> **WHAT YOU HAVE TO DO**
The response must contain each line of the material that holds "purple".

> **DATA FOR REVIEW**

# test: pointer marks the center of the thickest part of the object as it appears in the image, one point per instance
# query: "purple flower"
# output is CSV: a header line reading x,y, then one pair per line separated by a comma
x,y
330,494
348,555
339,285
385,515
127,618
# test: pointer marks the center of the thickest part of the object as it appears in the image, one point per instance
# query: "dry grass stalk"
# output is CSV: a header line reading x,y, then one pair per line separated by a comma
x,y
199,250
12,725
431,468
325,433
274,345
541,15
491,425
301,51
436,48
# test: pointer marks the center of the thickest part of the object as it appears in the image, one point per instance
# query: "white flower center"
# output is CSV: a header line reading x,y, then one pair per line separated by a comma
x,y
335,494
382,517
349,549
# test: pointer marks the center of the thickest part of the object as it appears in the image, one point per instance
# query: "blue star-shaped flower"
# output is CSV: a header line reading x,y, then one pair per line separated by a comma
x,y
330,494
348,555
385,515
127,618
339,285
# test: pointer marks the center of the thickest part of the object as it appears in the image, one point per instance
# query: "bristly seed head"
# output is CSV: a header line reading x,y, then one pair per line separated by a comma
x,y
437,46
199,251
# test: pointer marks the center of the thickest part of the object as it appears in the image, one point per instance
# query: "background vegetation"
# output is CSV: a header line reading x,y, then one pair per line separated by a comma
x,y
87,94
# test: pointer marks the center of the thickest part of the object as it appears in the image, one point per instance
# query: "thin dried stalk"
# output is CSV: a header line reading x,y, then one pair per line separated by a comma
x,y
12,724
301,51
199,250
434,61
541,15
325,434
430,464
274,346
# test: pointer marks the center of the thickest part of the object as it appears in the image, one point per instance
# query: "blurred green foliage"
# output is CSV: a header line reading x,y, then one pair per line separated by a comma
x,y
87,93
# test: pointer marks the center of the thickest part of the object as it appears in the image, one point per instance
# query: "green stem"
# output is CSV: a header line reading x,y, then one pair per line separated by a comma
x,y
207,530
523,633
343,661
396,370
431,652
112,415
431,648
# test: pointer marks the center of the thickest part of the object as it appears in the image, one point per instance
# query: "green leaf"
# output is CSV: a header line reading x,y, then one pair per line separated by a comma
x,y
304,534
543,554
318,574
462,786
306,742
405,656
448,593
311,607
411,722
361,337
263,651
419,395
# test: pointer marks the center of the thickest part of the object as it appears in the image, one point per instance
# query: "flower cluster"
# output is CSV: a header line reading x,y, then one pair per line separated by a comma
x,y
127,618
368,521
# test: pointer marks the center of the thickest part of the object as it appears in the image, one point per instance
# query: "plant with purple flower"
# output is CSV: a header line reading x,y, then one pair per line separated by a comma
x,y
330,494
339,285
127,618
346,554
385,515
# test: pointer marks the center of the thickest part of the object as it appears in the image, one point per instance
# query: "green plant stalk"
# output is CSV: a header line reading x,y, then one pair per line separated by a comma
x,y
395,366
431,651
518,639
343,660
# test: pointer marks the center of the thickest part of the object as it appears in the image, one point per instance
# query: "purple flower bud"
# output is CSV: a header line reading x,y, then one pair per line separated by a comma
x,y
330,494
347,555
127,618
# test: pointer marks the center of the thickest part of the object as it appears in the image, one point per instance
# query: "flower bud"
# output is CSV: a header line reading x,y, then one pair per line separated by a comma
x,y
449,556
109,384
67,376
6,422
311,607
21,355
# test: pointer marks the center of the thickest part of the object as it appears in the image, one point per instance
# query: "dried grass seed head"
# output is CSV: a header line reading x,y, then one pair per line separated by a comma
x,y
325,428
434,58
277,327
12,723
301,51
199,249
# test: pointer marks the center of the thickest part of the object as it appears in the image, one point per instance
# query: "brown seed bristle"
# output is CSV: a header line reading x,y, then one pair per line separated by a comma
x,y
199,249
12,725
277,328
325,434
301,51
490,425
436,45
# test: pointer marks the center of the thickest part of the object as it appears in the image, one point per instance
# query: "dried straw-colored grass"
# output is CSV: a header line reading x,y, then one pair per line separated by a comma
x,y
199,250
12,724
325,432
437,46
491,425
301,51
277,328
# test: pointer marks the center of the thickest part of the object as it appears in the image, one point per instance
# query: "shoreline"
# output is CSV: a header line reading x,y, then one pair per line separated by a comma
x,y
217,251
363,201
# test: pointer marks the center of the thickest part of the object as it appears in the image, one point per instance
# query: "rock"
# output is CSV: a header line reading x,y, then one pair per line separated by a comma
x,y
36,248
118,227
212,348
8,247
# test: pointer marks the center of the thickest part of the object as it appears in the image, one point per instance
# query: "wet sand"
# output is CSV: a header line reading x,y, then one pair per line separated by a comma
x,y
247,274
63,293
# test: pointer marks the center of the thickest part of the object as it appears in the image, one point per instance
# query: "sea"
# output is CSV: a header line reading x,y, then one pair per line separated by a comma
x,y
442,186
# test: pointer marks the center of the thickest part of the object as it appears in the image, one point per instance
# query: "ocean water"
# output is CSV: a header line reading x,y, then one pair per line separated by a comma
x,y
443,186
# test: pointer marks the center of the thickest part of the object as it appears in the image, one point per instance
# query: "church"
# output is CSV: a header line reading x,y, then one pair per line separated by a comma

> **REPLY TO THE EXERCISE**
# query: "purple flower"
# query: "plant with purple flower"
# query: "purple flower bud"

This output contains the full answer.